Stored items
******

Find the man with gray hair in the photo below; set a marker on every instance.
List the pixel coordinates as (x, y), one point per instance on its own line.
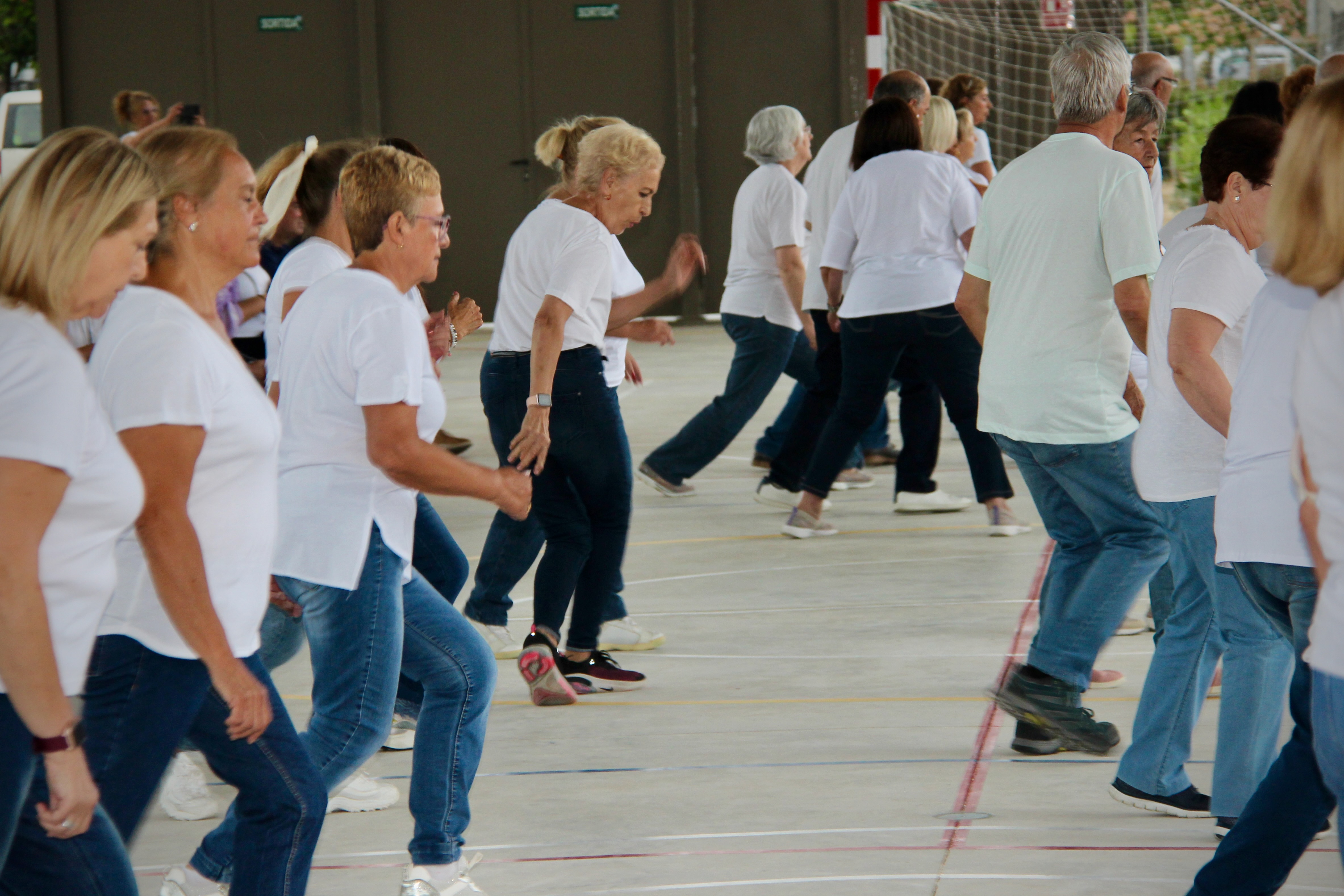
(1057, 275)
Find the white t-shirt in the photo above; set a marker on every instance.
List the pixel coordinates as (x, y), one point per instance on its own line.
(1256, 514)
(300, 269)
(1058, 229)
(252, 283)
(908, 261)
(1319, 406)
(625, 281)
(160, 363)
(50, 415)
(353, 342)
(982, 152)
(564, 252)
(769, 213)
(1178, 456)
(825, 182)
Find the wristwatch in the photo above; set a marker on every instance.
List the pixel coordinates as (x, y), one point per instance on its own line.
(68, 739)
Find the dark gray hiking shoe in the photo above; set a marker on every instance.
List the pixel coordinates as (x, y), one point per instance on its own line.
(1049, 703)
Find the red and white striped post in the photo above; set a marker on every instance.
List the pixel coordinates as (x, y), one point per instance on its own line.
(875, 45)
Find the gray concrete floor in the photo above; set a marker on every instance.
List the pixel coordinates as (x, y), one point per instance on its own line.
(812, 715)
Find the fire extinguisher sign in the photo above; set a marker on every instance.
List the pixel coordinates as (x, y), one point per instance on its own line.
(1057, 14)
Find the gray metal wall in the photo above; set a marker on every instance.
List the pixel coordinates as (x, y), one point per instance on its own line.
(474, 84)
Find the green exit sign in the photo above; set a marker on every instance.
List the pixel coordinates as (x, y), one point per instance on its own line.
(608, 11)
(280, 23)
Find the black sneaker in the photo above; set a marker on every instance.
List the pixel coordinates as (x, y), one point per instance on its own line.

******

The expected result is every record above, word for word, with no pictures in it.

Find the man with gray hair in the photo below; set a marker on every instance.
List the pixel coordinates as (x, y), one point per instance on its own line.
(1057, 275)
Find the white t-shirt in the photo above; set a marker on every instance.
List the pixel coordinates as (x, y), one point per instance on its own line.
(1256, 514)
(300, 269)
(1058, 229)
(252, 283)
(908, 261)
(1319, 406)
(625, 281)
(160, 363)
(50, 415)
(353, 342)
(982, 152)
(564, 252)
(769, 213)
(1178, 456)
(825, 182)
Find the wristwatch in the photo above; set a marker on every instance.
List the pixel coordinates as (x, y), one point per instance on its own line.
(68, 739)
Find the dark gray hiking shoe in the photo above; set a marker on every instance.
List the pixel coordinates as (x, y), one point per instance on its own line.
(1049, 703)
Find the red and white striped post in the photo above; set a marker on every instance.
List the pixel coordinates as (x, y), one point per instance on its own line.
(875, 45)
Find the gray concrete floor in the photo above; set a marker on every instance.
List the pixel coordinates as (x, y), one point per instance on its own line.
(812, 715)
Find the fire extinguisher sign in the photo above; set a marker on every instance.
List the pixel coordinates as (x, y), one point per instance on its own line.
(1057, 14)
Find the gray metal wall in the photo above; set a marker on every instance.
List the pixel coordinates as (x, y), one point per instance on its own line.
(474, 84)
Find the green exit sign in the photo above; set a marker on every instance.
List the pixel coordinates as (x, y), one point per instance on its own line.
(608, 11)
(280, 23)
Find the black sneaker in the photo above; set a marker on every instance.
List the pixel coordinates as (x, y), one point per instance on its own line.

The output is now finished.